[START PAGE EXTRACT]

To illustrate using an example, suppose an investment banker is unquestionably a domiciliary of New Jersey and has an apartment, i.e., permanent place of abode, in New York that he uses only occasionally. Further, suppose that the investment banker spends more than 183 days in New York during a tax year by going to his office in New York on most workdays. In such a case, the investment banker is a resident of both New Jersey and New York and subject to tax as a resident in both states on his entire worldwide income. New York does not give a credit for taxes paid to New Jersey on income derived from intangible property, and thus the investment banker pays tax on this income twice, once to New Jersey and once to New York, clearly disadvantaging interstate commerce and resulting in double taxation.

This is not some hypothetical example. This is actually the fact pattern in In the Matter of John Tamagni v. Tax Appeals Tribunal of the State of New York, 91 N.Y.2d 530 (1998). In that case, the New York Court of Appeals (New York State’s highest court) held that New York State’s taxing scheme did not violate the dormant Commerce Clause and did not fail the internal consistency test. The validity of the Court of Appeals’ decision is seriously called into question under the Wynne case.

The Court of Appeals, relying upon Goldberg v. Sweet, held that the dormant Commerce Clause did not apply to residency-based taxes because those taxes were not taxing commerce, but rather a person’s status as a resident. However, the U.S. Supreme Court’s decision in Wynne not only repudiates the very dicta from Goldberg v. Sweet cited by the New York Court of Appeals in Tamagni, but the U.S. Supreme Court also determined that even if a state has the power to impose tax on the full amount of a resident’s income, “the fact that a State has the jurisdictional power to impose a tax [under the Due Process clause of the Constitution] says nothing about whether that tax violates the Commerce Clause.” After Wynne, it is clear that the dormant Commerce Clause applies to residency-based personal income taxes.

[END PAGE EXTRACT]
[START ITEMS]

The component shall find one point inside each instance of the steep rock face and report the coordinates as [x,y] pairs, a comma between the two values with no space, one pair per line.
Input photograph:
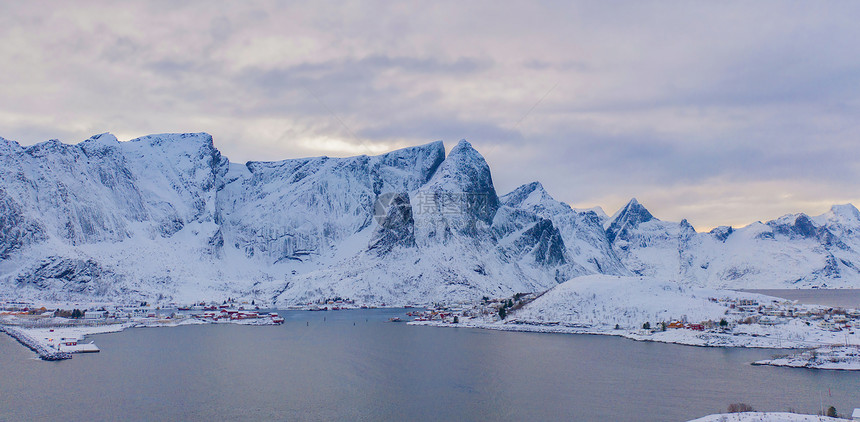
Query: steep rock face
[66,275]
[303,208]
[459,199]
[792,251]
[396,227]
[627,219]
[167,216]
[581,231]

[END ITEMS]

## DIRECTIVES
a – List every court case that the passage on double taxation names, giving each case only once.
b – Echo the passage on double taxation from "To illustrate using" to "in double taxation.".
c – Extend the passage on double taxation with what would come next after its final sentence.

## RESPONSE LIST
a –
In the Matter of John Tamagni v. Tax Appeals Tribunal of the State of New York, 91 N.Y.2d 530 (1998)
Wynne
Goldberg v. Sweet

b –
To illustrate using an example, suppose an investment banker is unquestionably a domiciliary of New Jersey and has an apartment, i.e., permanent place of abode, in New York that he uses only occasionally. Further, suppose that the investment banker spends more than 183 days in New York during a tax year by going to his office in New York on most workdays. In such a case, the investment banker is a resident of both New Jersey and New York and subject to tax as a resident in both states on his entire worldwide income. New York does not give a credit for taxes paid to New Jersey on income derived from intangible property, and thus the investment banker pays tax on this income twice, once to New Jersey and once to New York, clearly disadvantaging interstate commerce and resulting in double taxation.

c –
The second reason that the vitality of the Tamagni decision is in question is its application of the internal consistency test. The Court of Appeals held that even if the dormant Commerce Clause applied, the internal consistency test was not violated because the tax at issue was imposed upon a purely local activity and thus could not violate the Complete Auto tests. However, as discussed above, New York State’s lack of a credit for taxes paid to other jurisdictions mirrors the lack of a credit under Maryland’s county income tax scheme.

New York State taxpayers should be cognizant of the Wynne decision and should consider filing refund claims if they have paid— or will pay—tax to New York State as a statutory resident (i.e., not as a New York domiciliary). One would expect the New York State Department of Taxation and Finance to be quite resistant to granting such refunds and likely to vigorously defend the existing taxing scheme.

It may be worthwhile to note that this problem of double taxation was acknowledged and addressed in an agreement executed in October 1996 by the heads of the revenue agencies of Connecticut, Delaware, Maine, Maryland, Massachusetts, New Hampshire, New Jersey, New York, Pennsylvania, Rhode Island, and Vermont. Under that agreement, the “statutory resident” state would provide a credit for the taxes paid by the individual on his or her investment income to his/her state of domicile. Unfortunately, that agreement was never implemented through legislation— maybe now is the time for that to be done.

Finally, a word about New York City: New York City imposes a personal income tax on residents, allowing no credit for taxes paid to other jurisdictions. However, New York City does not impose a tax on non-residents, making its personal income tax different than the Maryland county income tax. Thus, the constitutionality of the New York City personal income tax is not specifically addressed by the U.S. Supreme Court’s decision. However, similar to the New York State definition of resident, a person can be a resident in two different jurisdictions under the New York City definition of resident. As such, New York City’s personal income tax could be imposed twice on a person if the person is a domiciliary of one state and a statutory resident in another. Thus, the tax potentially fails the internal consistency test.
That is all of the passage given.